PROBLEM REQUIREMENTS → Pull out each line below that contains the word "carcass". Matching is case-sensitive.

ENTRIES SHOWN →

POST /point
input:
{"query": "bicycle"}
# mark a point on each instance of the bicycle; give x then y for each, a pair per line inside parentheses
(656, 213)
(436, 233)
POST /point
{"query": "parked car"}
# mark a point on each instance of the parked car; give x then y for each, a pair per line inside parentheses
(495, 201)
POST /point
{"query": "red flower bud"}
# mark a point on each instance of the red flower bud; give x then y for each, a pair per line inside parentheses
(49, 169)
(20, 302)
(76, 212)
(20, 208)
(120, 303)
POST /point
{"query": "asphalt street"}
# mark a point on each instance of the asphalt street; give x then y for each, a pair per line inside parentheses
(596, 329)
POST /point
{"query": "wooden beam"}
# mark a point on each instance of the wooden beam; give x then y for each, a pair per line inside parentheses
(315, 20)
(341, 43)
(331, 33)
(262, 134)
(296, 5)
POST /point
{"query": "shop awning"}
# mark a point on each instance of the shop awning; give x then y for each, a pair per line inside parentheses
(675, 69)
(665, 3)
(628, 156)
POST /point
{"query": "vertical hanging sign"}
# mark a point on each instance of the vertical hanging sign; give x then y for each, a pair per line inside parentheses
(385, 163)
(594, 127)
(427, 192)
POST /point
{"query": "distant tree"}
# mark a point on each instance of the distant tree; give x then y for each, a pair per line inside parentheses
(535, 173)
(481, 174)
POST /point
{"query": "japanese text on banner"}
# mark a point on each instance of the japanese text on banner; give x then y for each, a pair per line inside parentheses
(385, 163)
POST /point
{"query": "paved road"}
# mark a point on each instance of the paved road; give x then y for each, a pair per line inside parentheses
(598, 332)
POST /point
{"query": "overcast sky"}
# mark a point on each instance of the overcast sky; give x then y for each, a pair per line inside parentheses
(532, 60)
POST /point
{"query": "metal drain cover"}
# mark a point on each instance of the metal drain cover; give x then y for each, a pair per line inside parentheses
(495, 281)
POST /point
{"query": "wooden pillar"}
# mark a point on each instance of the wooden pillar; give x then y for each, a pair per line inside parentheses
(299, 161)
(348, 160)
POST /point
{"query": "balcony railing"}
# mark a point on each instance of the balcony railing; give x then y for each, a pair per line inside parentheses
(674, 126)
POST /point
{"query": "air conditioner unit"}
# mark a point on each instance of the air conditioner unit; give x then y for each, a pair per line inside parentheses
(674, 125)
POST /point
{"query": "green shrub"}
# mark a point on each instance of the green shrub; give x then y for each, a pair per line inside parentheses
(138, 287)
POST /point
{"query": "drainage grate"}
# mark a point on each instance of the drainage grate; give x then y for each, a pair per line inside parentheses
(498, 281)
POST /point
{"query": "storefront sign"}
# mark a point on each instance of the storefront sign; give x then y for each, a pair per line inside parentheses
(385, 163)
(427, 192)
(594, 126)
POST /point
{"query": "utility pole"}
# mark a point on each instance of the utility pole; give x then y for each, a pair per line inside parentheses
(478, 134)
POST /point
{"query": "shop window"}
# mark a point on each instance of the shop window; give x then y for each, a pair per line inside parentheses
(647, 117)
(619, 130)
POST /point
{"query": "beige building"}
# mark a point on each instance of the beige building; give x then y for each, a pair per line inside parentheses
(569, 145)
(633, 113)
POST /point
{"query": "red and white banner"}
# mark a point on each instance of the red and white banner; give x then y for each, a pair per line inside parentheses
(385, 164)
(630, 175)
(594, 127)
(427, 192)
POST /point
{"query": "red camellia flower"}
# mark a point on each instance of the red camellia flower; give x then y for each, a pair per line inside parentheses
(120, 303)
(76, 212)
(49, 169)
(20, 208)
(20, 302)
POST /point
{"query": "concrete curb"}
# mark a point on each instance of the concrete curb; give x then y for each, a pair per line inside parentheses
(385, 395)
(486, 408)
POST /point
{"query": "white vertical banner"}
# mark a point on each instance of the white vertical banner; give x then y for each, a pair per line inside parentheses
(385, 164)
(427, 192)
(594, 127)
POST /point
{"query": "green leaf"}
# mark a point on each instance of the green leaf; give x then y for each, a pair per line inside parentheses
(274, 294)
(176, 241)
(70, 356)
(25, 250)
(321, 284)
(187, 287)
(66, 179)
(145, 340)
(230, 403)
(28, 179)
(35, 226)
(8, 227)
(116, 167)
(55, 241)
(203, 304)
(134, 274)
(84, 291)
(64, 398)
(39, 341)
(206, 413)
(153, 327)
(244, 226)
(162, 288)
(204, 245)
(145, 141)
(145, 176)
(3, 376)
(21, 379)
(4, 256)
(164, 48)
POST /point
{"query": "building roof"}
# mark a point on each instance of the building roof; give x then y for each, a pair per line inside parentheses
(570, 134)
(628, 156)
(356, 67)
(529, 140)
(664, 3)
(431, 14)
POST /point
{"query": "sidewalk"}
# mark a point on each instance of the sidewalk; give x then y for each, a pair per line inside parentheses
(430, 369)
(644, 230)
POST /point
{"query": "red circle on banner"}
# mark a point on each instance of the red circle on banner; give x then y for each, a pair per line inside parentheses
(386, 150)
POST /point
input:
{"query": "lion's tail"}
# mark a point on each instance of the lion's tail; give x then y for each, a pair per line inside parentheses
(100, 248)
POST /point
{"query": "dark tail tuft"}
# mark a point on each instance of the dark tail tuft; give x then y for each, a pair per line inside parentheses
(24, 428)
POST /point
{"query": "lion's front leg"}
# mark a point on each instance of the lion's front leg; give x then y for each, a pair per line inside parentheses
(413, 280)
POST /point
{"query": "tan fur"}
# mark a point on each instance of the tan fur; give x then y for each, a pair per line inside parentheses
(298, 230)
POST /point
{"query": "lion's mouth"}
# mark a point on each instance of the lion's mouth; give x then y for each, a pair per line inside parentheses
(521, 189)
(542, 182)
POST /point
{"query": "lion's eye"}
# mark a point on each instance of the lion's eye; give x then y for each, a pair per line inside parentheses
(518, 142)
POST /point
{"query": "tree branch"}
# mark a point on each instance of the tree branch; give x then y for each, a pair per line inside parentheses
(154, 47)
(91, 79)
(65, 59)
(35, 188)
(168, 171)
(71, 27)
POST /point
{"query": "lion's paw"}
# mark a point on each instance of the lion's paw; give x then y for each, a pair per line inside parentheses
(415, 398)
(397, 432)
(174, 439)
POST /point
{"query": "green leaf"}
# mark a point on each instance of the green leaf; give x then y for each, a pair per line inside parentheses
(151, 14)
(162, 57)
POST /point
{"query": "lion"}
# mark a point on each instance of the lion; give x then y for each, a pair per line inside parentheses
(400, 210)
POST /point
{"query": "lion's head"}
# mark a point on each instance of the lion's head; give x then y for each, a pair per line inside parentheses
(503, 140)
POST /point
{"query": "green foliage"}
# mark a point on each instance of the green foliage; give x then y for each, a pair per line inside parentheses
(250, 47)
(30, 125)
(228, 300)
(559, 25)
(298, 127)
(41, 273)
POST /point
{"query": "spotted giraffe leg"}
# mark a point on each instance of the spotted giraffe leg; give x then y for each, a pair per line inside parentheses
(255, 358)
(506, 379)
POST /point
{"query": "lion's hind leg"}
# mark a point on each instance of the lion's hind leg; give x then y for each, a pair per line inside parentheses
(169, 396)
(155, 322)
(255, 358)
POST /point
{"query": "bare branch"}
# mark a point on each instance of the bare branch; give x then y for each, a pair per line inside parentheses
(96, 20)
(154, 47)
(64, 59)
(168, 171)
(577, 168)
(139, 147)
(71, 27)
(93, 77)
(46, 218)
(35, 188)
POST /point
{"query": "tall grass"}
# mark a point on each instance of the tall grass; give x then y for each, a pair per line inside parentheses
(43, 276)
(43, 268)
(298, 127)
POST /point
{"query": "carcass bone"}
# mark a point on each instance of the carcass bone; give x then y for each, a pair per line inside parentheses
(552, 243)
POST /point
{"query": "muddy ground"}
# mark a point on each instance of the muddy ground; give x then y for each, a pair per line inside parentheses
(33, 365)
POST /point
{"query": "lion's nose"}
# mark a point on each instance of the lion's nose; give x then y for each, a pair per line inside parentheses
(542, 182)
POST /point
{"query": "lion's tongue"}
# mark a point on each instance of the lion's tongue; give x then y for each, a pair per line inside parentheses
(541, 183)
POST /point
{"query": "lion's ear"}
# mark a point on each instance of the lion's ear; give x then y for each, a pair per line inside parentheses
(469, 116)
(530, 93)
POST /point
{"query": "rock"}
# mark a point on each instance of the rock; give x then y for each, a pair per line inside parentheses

REPLY →
{"query": "carcass bone"}
# mark a point on each instance of the carcass bone; give x then y for each, a pair per line inside parentheses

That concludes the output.